• [REQUIRED TASK] Recast all of the material below as a two-column CSV headed instruction and points. Each row should pair one line of text with the coordinates beneath it, with each field in quotes and line breaks turned into spaces, and the pictures left out.
··· EXERCISE MATERIALS ···
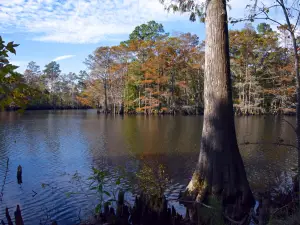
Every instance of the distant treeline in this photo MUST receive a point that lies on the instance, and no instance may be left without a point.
(154, 72)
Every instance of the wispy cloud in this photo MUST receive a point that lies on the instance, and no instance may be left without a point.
(82, 21)
(63, 57)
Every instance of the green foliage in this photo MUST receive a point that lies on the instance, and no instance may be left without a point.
(264, 28)
(146, 32)
(99, 182)
(13, 91)
(196, 10)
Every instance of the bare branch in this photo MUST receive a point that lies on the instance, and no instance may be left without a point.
(293, 127)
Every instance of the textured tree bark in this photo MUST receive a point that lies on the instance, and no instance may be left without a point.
(220, 170)
(105, 96)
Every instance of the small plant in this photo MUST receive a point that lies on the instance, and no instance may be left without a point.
(152, 182)
(100, 181)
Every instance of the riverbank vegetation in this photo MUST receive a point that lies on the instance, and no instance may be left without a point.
(248, 70)
(154, 72)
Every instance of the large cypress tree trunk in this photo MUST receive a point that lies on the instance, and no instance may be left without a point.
(220, 170)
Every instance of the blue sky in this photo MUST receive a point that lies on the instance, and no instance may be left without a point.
(68, 30)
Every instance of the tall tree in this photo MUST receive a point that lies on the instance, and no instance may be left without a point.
(220, 170)
(100, 63)
(51, 73)
(291, 12)
(32, 73)
(148, 32)
(13, 91)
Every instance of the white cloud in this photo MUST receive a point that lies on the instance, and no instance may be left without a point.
(78, 21)
(63, 57)
(83, 21)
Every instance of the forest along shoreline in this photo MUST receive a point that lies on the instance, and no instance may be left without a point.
(158, 73)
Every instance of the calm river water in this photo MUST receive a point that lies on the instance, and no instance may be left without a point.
(51, 146)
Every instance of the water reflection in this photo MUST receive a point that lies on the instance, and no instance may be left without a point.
(50, 143)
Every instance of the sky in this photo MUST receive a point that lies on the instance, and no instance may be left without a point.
(67, 31)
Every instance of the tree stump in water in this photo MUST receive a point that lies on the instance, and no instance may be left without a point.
(18, 216)
(8, 218)
(19, 174)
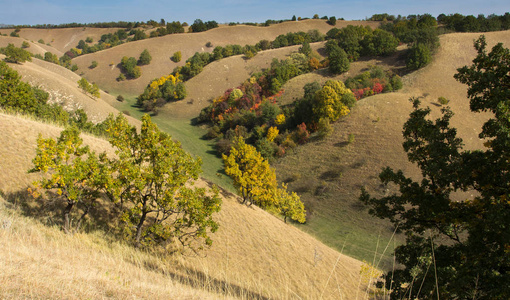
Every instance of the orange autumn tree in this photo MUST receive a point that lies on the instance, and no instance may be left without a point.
(256, 182)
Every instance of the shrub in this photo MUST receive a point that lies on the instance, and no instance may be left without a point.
(177, 56)
(443, 100)
(16, 55)
(338, 61)
(350, 138)
(418, 57)
(145, 58)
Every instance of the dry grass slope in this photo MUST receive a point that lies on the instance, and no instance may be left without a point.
(162, 48)
(254, 255)
(376, 125)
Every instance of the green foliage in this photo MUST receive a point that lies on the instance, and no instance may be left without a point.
(305, 49)
(161, 90)
(129, 66)
(155, 185)
(91, 89)
(418, 57)
(16, 55)
(121, 77)
(338, 61)
(76, 175)
(177, 56)
(463, 241)
(145, 58)
(199, 25)
(50, 57)
(442, 100)
(379, 43)
(289, 205)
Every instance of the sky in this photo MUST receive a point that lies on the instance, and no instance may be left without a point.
(32, 12)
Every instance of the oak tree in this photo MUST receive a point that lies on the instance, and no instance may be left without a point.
(76, 175)
(455, 249)
(155, 186)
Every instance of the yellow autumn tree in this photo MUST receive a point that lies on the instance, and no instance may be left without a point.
(289, 205)
(272, 133)
(252, 175)
(328, 101)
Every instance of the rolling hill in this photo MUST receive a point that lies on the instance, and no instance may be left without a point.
(255, 255)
···
• [FULL RESPONSE]
instruction,points
"Every instance of the distant treeline in this photo MUST receive a point that lies on the instance, and no instance may be left without a point.","(154, 72)"
"Every instance of the wispy cloud in this photo MUST receive a point that lies on the instance, and no instance may be left without a point.","(82, 21) (63, 57)"
"Every instance of the green foliage in this photo MUST receive a point that lies on the instance, and no instance may be left without a point.","(264, 28) (146, 32) (99, 182) (13, 91) (196, 10)"
"Every instance of the bare branch in this photo MUST receive a point that lies on the instance, and no instance may be left without a point.","(293, 127)"
"Every instance of the textured tree bark in this photo MUST receive a point that lies on the instance, and no instance may be left without a point.","(220, 170) (105, 96)"
"Every instance of the small plant in this photo MUST receive a point that lies on the instance, and no instance may be left without a point.","(152, 182) (100, 181)"
"Every instance of the riverbank vegetation in this photo MUST receive a point that lies on the instance, and no instance may be left without a point.","(248, 70) (154, 72)"
"Every instance of the large cypress tree trunk in this photo MUST receive a point that lies on the instance, and no instance may be left without a point.","(220, 170)"
"Every instance of the blue sky in this photo MUST receive a point that lies on the instance, and no instance may be left without a point.","(68, 30)"
"Every instance of the tall tree in this photo MUST receive a point that lies on the instance, and no instance may be left without a point.","(220, 170) (100, 63) (51, 73) (291, 12) (32, 73) (148, 32) (13, 91)"
"Every instance of the white cloud in this photo MUST receive a point that lies on the instance, and no instance may be left without a point.","(78, 21) (63, 57) (83, 21)"
"Every instance of the forest along shoreline in this photo MUST receive a point that lies on the instance, and no instance may be left without a point.","(158, 73)"
"Every instance of the calm river water in this photo MUST receive a point that lies on the instance, and no instance may be left without a point.","(51, 146)"
"Every instance of the water reflection in this photo MUST receive a point that lies on the instance, and no instance may be left without a point.","(50, 143)"
"Every instance of the sky in this photo MUST receive a point that lies on the instance, and no instance may be left without a point.","(67, 31)"
"Every instance of the tree stump in water in this photo MUST receive a point that lies on the instance, and no instance may be left without a point.","(18, 216) (8, 218) (19, 174)"
"Every instance of the orange autumn tree in this photo MUST receive a point that lies on the instance, and no instance may be left without a point.","(256, 182)"
"Every instance of the shrub in this photo MUST receive a point that lies on the instance, and no instance may be left without a point.","(177, 56) (443, 100) (16, 55) (338, 61) (350, 138) (418, 57) (145, 58)"
"Every instance of the dry grass slope in this photo MUST receive a point that lies on the instance, and no instance may be left without a point.","(162, 48) (254, 255) (376, 125)"
"Every instance of the green foliage in this photo MUST receive a point that lies on the instance, and no instance may be left without a point.","(305, 49) (161, 90) (129, 66) (155, 185) (91, 89) (418, 57) (16, 55) (121, 77) (338, 61) (76, 175) (177, 56) (463, 241) (145, 58) (199, 25) (50, 57) (442, 100) (379, 43) (289, 205)"
"Every instance of the sky in this photo MUST receive a point that lies on the instance, and no instance may be left without a point.","(32, 12)"
"Every instance of the oak tree in this photo MUST receive a point that lies on the instance, and no instance may be left without a point.","(76, 175) (455, 249) (155, 186)"
"Every instance of the yellow autumn tree in this photo MUST receive a point that lies on the instance, and no instance may be left without a point.","(289, 205) (272, 133) (252, 175) (328, 101)"
"Every instance of the rolling hill in this photo MUST receive a point that lies on the instance, and no instance may be left without a point.","(255, 255)"